• **Problem set**
(a) Answer these questions about the passage on data lakes and lakehouses:
(i) What sources of data for a data lake are listed?
(ii) How does the passage define a data swamp?
(iii) Which two query engines are named as examples?
(b) Summarize the passage on data lakes and lakehouses in two sentences.
(c) Extend the passage on data lakes and lakehouses with a further paragraph that carries on from its final sentence.
* Start Reading passage *
A data lake is a headquartered repository that keeps massive amounts of raw, unprocessed, and diversified data in its natural format ^[10]^[11]. It is intended to hold structured, semi-structured, and unstructured data, offering an expandable and affordable data storage and analysis solution. Data are gathered in a data lake through a variety of sources, such as databases, log files, social media feeds, and sensors. Data lakes, unlike typical data storage platforms, do not impose a fixed structure or schema on data at the moment of input. Instead, data are saved in their raw form, keeping their natural structure and inherent flexibility. Because the structure and purpose of the data may be specified later within the analysis phase, this strategy allows businesses to gather huge volumes of data without the requirement for prior data modeling. So, on the other hand, it is seen as the next stage in displacing data warehouses as an enhanced present approach to raw analytics information storage ^[12]^[13]. While a data lake has tremendous benefits, it also has certain drawbacks. Because data lakes hold raw and unprocessed data, they are exposed to data quality, security, and privacy challenges. Without effective governance and data management techniques, a data lake may quickly devolve into a data swamp. A data swamp is a data lake that has become bloated with inconsistent, incomplete, erroneous, and ungoverned data. It is frequently caused by a lack of processes and standards that are not effectively regulated. As a result, data in a data swamp are difficult to locate, process, and analyze. Users may need to invest substantial time and effort in data searches and understanding the data’s context when there is no defined data model or schema ^[14]. Given the advantages and disadvantages of both data warehouses and data lakes, a recent approach has emerged, known as a data lakehouse.

A data lakehouse is a combination of both a data warehouse and a data lake. A data lakehouse is a single and integrated platform that combines a data lake’s scalability and flexibility with a data warehouse’s structured querying and performance improvements. It provides enterprises with a unified platform for organized, semi-structured, and unstructured data. It removes the need for separate storage systems and enables users to effortlessly access and analyze various kinds of data. A data lakehouse allows for schema evolution. It supports schema-on-read, allowing users to apply schemas and structures while querying data. In addition, cloud-based storage and computation resources are used in a data lakehouse, allowing enterprises to expand resources as needed and employ sophisticated query engines, such as Apache Spark or Presto, to analyze enormous amounts of data quickly and efficiently ^[15]^[16].
* End Reading passage *
* Start Extracted data *
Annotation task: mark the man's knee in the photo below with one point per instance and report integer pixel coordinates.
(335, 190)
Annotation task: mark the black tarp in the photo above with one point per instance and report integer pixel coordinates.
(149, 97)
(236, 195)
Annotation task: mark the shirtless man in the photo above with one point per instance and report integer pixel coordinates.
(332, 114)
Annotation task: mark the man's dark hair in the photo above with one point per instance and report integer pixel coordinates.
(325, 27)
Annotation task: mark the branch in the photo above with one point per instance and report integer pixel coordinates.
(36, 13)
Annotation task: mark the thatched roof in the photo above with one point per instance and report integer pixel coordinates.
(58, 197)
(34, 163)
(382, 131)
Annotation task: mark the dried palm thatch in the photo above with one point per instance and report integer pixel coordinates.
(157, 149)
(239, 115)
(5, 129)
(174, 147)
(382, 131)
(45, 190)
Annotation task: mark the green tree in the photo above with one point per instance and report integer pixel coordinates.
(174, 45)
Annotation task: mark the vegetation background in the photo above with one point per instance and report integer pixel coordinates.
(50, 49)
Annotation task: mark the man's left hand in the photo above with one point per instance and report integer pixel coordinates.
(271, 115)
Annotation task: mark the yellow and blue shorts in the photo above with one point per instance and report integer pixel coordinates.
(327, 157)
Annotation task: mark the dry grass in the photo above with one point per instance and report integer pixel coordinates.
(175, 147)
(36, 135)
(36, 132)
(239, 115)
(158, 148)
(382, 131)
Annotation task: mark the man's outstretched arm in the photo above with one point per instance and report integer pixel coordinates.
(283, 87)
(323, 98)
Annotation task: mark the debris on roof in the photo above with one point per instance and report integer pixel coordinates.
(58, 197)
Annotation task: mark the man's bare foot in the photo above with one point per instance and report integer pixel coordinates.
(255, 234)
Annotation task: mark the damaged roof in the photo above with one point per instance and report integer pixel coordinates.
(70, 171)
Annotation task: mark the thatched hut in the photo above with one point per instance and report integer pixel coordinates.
* End Extracted data *
• **Final results**
(a)
(i) Databases, log files, social media feeds, and sensors.
(ii) A data lake that has become bloated with inconsistent, incomplete, erroneous, and ungoverned data.
(iii) Apache Spark and Presto.

(b) A data lake stores large amounts of raw structured, semi-structured, and unstructured data without imposing a fixed schema, but without effective governance it can become a data swamp whose data are hard to locate, process, and analyze. A data lakehouse combines a data lake's scalability and flexibility with a data warehouse's structured querying and performance in one integrated platform that supports schema-on-read and cloud-based resources.

(c)
3. Spark and Hive

Spark is a powerful distributed processing system that provides a simple tool for analyzing heterogeneous data from various sources. It supports batch processing, real-time processing, and near-real-time processing (DStream). Spark can be deployed as a stand-alone cluster (if associated with a capable storage layer) or as an alternative to the MapReduce system by connecting to Hadoop. Spark uses a model called Resilient Distributed Datasets (RDDs) to implement batch calculations in memory, which allows it to maintain fault tolerance without having to write to disk after each operation ^[17]. As a result, the buffer memory enables it to process a large volume of incoming data, increasing overall throughput, and thus, in-memory processing contributes significantly to speed. Batch processing in Spark offers incredible advantages in terms of speed and memory consumption. Spark, which stores intermediate results in memory, is only influenced by the HDFS configuration when reading the initial input and writing the final output ^[18]. In ELT, new data sources can be easily added to the model. Consequently, various transformations may be applied to the data as needs vary. When raw data are loaded, numerous transformations can be implemented based on changes in requirements ^[19]. There are big data processing technologies like Map-Reduce, Storm, Kafka, Sqoop, and Flink; the best technology for parallelism is Spark. Spark Core serves as the foundational execution engine for the Spark platform, serving as the base for all other functionalities. It offers capabilities for working with Resilient Distributed Datasets (RDDs) and performing in-memory computing tasks. PySpark serves as a Python interface for Apache Spark, enabling the development of Spark applications and the analysis of data within a distributed environment and allowing users to write data from Spark DataFrame or RDDs to Hive tables ^[20].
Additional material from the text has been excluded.